● **TEXTO DE LECTURA**
============

¿Quién puede oponerse a una negociación?
Por principio pareciera que nadie. Negociar es una expresión políticamente correcta, suena democrática. Y sin embargo no siempre encierra una actitud de condescendencia y apertura. Los secuestradores “negocian” y que duda cabe de que la contraparte no desearía estar en esa situación de pagar por la libertad y la vida misma de una persona. “Negociar” con amenazas de por medio no es otra cosa que caer en un chantaje, en una extorsión. Eso exactamente fue lo que ocurrió hace unos días. Con las amenazas expresas de bloqueos a carreteras y puntos fronterizos, casualmente en pleno período vacacional, el gobierno federal fue llevado a una mesa de “negociaciones”.
Allí se comprometió, frente a los líderes del Congreso Agrario Permanente y del Barzón, a convocar a una magna convención sobre el desarrollo rural de nuestro país. Al final de cuentas de nuevo triunfó la violencia: se impusieron al gobierno.
De poco sirve la cantaleta del estado de derecho y de la vía política como única válida cuando, a la par, se premia a quien extorsiona. Lo positivo de toda esta historia es que puede ser una excelente oportunidad para ordenar un área de discusión repleta de mitos y falacias. Por supuesto que el agro mexicano está en crisis, pero esta no se generó por la firma del TLC.
En todo caso el Tratado está precipitando una serie de situaciones históricas insostenibles. Los efectos perversos de las leyes de desamortización y la brutal concentración de la propiedad durante el porfiriato propiciaron una reacción histórica pendular.
La Revolución Mexicana creyó en que la socialización de la propiedad agraria era la alternativa para brindar justicia al campesino.

============

● **INSTRUCCIONES DE TRABAJO**
1. Enumera todas las palabras que el texto sobre la negociación con el campo coloca entre comillas.
2. Prosigue el texto sobre la negociación con el campo a partir de su última oración.
El listado que viene a continuación no guarda relación alguna con el texto.

============

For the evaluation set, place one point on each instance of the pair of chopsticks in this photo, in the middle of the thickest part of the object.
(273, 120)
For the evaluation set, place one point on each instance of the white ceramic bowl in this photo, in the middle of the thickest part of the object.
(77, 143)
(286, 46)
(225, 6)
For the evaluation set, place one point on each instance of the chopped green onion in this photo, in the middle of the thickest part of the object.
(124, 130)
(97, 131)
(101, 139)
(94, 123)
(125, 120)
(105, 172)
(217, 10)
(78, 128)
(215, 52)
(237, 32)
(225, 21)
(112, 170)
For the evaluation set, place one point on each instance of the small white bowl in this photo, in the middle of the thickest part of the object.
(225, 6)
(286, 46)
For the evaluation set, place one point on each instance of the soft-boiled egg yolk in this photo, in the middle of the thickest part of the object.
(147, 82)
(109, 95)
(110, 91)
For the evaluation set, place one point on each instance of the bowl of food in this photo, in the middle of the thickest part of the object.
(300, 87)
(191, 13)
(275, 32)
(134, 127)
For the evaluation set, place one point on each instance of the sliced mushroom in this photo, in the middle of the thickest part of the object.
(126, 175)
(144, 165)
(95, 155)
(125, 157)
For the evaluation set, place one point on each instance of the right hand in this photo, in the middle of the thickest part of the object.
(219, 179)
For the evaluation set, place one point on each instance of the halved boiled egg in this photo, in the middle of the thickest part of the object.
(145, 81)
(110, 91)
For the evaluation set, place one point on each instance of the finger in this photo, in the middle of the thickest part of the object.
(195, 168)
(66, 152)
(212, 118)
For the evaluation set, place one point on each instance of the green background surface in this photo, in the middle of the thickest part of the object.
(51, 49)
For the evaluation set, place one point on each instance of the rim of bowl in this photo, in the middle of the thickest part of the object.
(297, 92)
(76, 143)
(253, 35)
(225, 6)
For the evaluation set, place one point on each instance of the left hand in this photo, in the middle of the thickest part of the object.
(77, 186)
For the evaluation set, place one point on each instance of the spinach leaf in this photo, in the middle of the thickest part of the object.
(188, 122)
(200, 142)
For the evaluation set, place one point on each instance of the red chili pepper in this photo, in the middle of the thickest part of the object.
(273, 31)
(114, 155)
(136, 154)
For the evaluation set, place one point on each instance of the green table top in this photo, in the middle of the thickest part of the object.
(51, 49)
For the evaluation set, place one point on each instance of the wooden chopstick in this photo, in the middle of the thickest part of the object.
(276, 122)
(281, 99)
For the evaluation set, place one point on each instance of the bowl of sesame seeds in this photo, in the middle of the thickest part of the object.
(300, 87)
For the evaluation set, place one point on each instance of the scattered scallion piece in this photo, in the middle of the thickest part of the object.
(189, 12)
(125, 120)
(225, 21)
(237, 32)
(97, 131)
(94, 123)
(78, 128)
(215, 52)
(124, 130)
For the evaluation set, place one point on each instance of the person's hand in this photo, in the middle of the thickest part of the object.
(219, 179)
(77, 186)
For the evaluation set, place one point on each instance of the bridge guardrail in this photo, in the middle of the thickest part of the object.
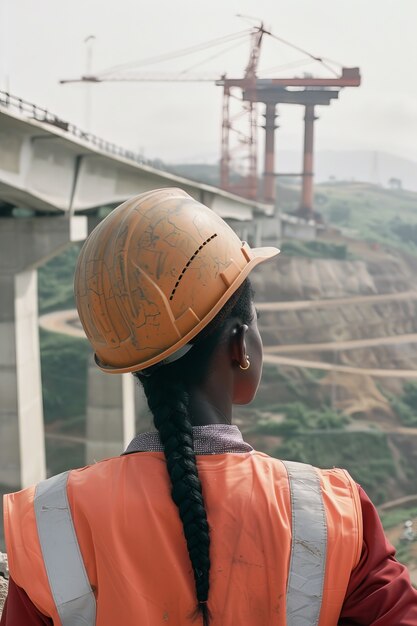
(33, 111)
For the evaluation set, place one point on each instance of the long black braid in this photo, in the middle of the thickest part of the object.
(167, 392)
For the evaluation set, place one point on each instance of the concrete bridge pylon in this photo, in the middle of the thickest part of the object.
(25, 244)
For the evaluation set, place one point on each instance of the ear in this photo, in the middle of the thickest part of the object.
(238, 345)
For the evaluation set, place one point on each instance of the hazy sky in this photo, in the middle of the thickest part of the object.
(43, 41)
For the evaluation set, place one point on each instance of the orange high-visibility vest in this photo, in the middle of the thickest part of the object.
(132, 543)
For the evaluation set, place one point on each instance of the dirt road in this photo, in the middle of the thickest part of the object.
(67, 322)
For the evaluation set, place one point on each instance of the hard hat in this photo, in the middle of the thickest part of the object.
(153, 274)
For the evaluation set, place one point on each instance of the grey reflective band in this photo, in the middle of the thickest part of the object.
(308, 546)
(70, 587)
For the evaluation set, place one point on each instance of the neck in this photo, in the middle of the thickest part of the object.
(204, 410)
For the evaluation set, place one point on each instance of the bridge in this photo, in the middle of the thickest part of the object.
(54, 182)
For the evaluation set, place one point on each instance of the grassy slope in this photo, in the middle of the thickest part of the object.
(64, 360)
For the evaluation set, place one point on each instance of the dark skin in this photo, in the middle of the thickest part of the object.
(226, 382)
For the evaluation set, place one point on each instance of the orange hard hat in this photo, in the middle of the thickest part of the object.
(153, 274)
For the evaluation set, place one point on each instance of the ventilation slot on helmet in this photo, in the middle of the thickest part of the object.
(187, 265)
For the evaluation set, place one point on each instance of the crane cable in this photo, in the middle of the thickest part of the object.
(321, 60)
(172, 55)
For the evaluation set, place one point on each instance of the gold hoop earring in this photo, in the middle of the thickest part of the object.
(247, 366)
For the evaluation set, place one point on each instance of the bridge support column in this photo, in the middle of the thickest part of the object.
(116, 409)
(25, 243)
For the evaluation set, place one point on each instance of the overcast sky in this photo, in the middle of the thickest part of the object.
(43, 41)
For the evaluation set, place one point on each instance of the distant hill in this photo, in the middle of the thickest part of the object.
(364, 166)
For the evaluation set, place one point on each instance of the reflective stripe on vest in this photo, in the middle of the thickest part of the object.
(308, 546)
(70, 587)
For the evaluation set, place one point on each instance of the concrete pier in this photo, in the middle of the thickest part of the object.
(25, 243)
(116, 410)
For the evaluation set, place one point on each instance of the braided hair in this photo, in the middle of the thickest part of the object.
(167, 390)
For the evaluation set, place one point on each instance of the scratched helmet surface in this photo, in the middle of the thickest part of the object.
(153, 274)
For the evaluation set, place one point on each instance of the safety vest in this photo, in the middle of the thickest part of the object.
(104, 545)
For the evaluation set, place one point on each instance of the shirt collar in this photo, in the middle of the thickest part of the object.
(209, 439)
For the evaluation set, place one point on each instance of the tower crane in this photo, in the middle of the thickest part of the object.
(307, 91)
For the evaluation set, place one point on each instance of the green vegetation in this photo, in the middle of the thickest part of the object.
(394, 517)
(315, 249)
(55, 281)
(64, 376)
(365, 455)
(300, 419)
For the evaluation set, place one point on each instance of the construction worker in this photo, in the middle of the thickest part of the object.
(190, 524)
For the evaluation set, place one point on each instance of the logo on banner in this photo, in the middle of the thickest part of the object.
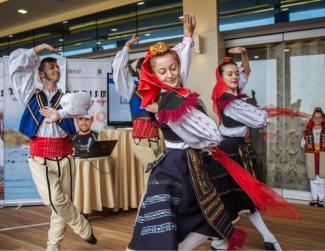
(74, 71)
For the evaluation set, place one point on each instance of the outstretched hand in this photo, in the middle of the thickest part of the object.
(50, 114)
(237, 50)
(134, 39)
(189, 25)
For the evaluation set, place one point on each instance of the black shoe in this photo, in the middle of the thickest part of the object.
(313, 203)
(92, 239)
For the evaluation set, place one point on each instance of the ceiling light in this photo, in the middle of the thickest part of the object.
(22, 11)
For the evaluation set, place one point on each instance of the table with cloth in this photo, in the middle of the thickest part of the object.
(94, 185)
(128, 173)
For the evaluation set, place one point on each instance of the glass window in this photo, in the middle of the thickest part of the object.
(288, 79)
(238, 14)
(151, 20)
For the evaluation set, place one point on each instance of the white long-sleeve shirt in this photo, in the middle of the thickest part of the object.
(23, 65)
(196, 129)
(122, 77)
(247, 114)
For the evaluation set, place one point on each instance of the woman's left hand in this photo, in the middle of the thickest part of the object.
(152, 108)
(50, 114)
(237, 50)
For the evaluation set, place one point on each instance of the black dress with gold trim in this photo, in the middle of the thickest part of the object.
(180, 197)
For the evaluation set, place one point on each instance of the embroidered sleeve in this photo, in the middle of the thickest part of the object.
(122, 77)
(22, 68)
(74, 104)
(247, 114)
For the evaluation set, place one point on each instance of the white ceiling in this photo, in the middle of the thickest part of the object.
(44, 12)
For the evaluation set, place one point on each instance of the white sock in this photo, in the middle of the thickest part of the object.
(259, 224)
(219, 244)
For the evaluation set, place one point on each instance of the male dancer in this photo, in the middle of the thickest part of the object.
(50, 160)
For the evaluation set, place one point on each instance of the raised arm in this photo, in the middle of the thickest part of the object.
(184, 49)
(73, 105)
(23, 65)
(122, 77)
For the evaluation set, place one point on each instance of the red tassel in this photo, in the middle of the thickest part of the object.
(165, 116)
(237, 239)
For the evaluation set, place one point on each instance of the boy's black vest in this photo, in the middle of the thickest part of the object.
(32, 119)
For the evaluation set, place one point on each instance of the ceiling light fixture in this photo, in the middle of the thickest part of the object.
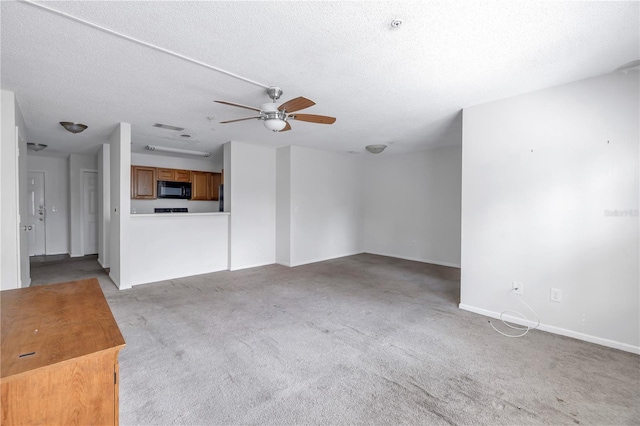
(36, 146)
(375, 149)
(275, 124)
(177, 150)
(73, 127)
(168, 127)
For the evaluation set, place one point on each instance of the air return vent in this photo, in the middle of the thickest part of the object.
(168, 127)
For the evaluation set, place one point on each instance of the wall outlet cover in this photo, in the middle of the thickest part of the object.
(556, 295)
(517, 287)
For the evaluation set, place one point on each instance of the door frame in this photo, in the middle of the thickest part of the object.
(44, 174)
(82, 212)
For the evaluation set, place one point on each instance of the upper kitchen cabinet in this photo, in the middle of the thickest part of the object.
(199, 185)
(174, 175)
(215, 179)
(205, 185)
(143, 182)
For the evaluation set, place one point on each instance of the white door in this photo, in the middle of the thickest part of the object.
(90, 212)
(36, 214)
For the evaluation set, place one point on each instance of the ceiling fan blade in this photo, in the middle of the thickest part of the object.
(238, 105)
(296, 104)
(312, 118)
(239, 119)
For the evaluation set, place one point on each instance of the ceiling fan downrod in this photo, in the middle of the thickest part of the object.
(274, 92)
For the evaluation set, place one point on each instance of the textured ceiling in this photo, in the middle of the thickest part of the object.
(402, 86)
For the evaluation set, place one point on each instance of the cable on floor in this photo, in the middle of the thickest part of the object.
(524, 330)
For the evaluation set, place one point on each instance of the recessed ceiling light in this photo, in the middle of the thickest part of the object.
(168, 127)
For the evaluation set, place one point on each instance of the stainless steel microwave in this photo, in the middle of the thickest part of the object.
(179, 190)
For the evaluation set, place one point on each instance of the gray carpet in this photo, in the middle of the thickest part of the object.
(359, 340)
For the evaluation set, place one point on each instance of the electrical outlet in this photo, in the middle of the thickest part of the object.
(517, 287)
(556, 295)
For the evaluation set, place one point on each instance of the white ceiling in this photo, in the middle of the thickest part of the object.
(403, 87)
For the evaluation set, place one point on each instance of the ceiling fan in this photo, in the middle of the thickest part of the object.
(276, 116)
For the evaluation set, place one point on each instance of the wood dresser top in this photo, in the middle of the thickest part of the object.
(54, 323)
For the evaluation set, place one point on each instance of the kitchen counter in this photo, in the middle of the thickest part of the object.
(140, 215)
(165, 246)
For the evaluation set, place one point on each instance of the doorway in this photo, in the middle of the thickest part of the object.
(36, 213)
(90, 212)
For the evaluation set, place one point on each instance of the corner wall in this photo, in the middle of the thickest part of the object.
(120, 174)
(412, 205)
(14, 251)
(325, 205)
(550, 199)
(251, 169)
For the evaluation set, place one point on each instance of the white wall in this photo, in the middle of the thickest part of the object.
(253, 199)
(13, 247)
(25, 266)
(283, 206)
(325, 205)
(104, 205)
(77, 165)
(56, 198)
(412, 205)
(120, 159)
(175, 162)
(542, 173)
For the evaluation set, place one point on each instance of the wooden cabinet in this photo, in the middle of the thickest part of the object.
(199, 185)
(175, 175)
(204, 185)
(60, 346)
(214, 186)
(143, 182)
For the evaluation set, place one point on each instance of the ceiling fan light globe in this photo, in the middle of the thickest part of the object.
(269, 107)
(275, 124)
(375, 149)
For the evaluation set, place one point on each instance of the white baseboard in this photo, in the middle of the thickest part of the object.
(415, 259)
(323, 259)
(555, 330)
(238, 268)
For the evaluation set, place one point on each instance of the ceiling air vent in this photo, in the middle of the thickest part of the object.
(166, 126)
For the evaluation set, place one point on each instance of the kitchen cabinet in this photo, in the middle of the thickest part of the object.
(200, 185)
(174, 175)
(214, 186)
(60, 346)
(143, 182)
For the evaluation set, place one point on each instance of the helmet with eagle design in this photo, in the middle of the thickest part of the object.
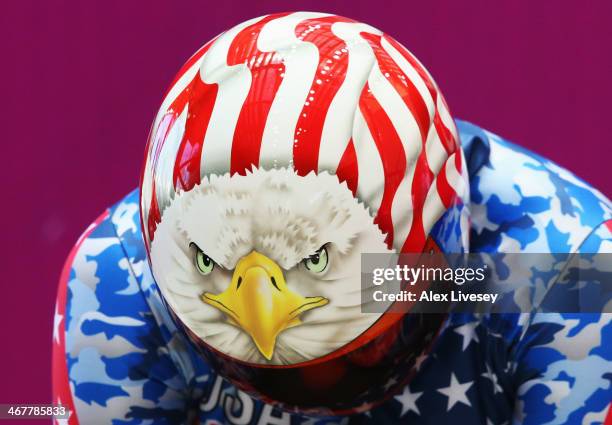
(286, 148)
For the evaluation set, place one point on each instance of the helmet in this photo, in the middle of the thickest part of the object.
(284, 149)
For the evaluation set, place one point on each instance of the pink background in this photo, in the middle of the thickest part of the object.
(81, 82)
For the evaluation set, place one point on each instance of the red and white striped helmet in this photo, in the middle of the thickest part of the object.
(316, 92)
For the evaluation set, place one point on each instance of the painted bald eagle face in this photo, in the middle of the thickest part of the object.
(266, 267)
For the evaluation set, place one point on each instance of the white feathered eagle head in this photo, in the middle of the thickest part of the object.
(265, 267)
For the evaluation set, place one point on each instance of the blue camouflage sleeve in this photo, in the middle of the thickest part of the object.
(564, 361)
(120, 369)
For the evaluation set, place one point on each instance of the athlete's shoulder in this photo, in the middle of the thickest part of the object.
(116, 334)
(522, 202)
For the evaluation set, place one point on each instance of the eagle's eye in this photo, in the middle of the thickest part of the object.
(317, 263)
(203, 262)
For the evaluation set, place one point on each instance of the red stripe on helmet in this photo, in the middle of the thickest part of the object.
(267, 70)
(391, 153)
(331, 72)
(445, 190)
(201, 101)
(446, 137)
(401, 84)
(423, 178)
(348, 169)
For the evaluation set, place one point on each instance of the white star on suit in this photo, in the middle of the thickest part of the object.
(408, 401)
(493, 377)
(468, 332)
(456, 392)
(57, 320)
(419, 361)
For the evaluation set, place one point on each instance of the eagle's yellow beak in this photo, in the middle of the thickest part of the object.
(259, 301)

============

● **RESPUESTAS**
1. “negocian”, “Negociar” y “negociaciones”.

2.
Allí inició la marcha que, en el paroxismo, distribuyó no sólo las tierras con auténtica vocación agrícola sino muchas que debieron tener otro destino.
El aparato político postrevolucionario encontró en la fórmula un espléndido mecanismo de perverso control. Varios supuestos implícitos de esa acción se reprodujeron por ello acríticamente por décadas. Primero, México tenía una clara proyección agrícola. Segundo, dentro de la producción agropecuaria los granos básicos, maíz y frijol, debían ser prioridad. Tercero, tener a más familias mexicanas vinculadas directamente en la producción agrícola traería más justicia. Los tres supuestos se desplomaron. México sólo tiene un 12% de su territorio con vocación agrícola.
Siendo un área muy vasta en términos absolutos sólo podía ser el eje de un país mucho menos poblado y con una economía no moderna.
El sector primario, como ocurre en todas las economías que se modernizan, fue perdiendo importancia primero frente a la industria y finalmente frente a los servicios. Según las cifras del Banco Mundial en México el valor agregado de la agricultura oscila el 5%; la industria aporta alrededor del 28% y los servicios un 67%. Pero la riqueza de una nación no necesariamente radica en eso. En Nigeria el 42% del valor se produce allí contra menos del 3% en Italia y el 1.9% de Noruega. No nos cabe duda donde hay menos carencias.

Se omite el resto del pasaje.